** Written exercise **
Please pick up the forum post on grilled fish tacos after its last sentence and write what comes next.

# Fish Tacos aka The Fire



## FishGolfDrink (Apr 19, 2011)

Got some of these guys over the weekend so decided to make some fish taco's 









~1 lb fillets, AJ soaks up this marinade very well
-2 or 3 cloves of garlic
-2 tablespoons oil
-1/4 white onion chopped
-1 or 2 chipotle peppers in adobo (chopped up)
-2 tablespoons cilantro chopped
-1 tsp cumin
-1 tsp black pepper
-1 tablespoon lime juice
-2 tablespoons orange juice
-1 teaspoon soy sauce

Poke some holes in your fillets with a fork then toss it into a freezer size bag. chop up your garlic cloves and toss them in the bag. drizzle with the oil. Seal the bag and rub the garlic into the fish. Next add the chopped onion, chipotle peppers, cilantro, cumin, pepper, lime juice, orange juice and soy. Let marinade for a few hours in the fridge.

Pull fish out of the fridge and let it come up closer to room temp while you prepare the grill. Cook on the grill and pour some of the marinade from the bag on the fish. Remove when done and flake the fish gently into nice pieces (if you flake it too much it'll be mushy). Hit it with a squirt of fresh lime juice (I also add some Ancho chili powder and cumin).

** Data segment **

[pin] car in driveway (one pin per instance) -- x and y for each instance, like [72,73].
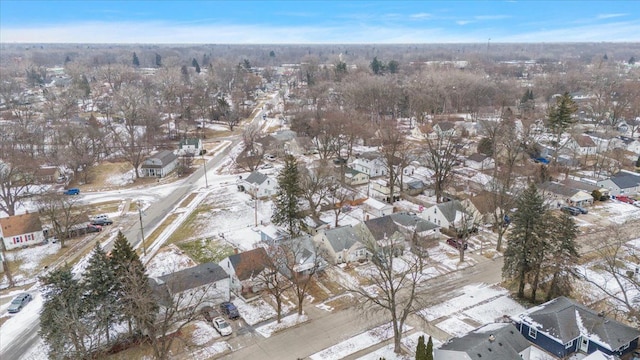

** Output below **
Fill tortillas with the flaked fish and add toppings. I like a non-mayo based red cabbage slaw and my homemade orange habanero hot sauce. 

These tacos are the fire! This recipe/marinade works well with skirt/flank steak too. Just change the toppings to onions/peppers, diced cilantro/onion, sour cream, cheese, etc.


----------



## MrFish (Aug 21, 2009)

Sounds good. I might give this a try this weekend. Thanks.


----------



## Paymaster (Jan 9, 2012)

Believe that would be some good eats!!!!!!!!!!!!!!! Thanks for sharing the recipe!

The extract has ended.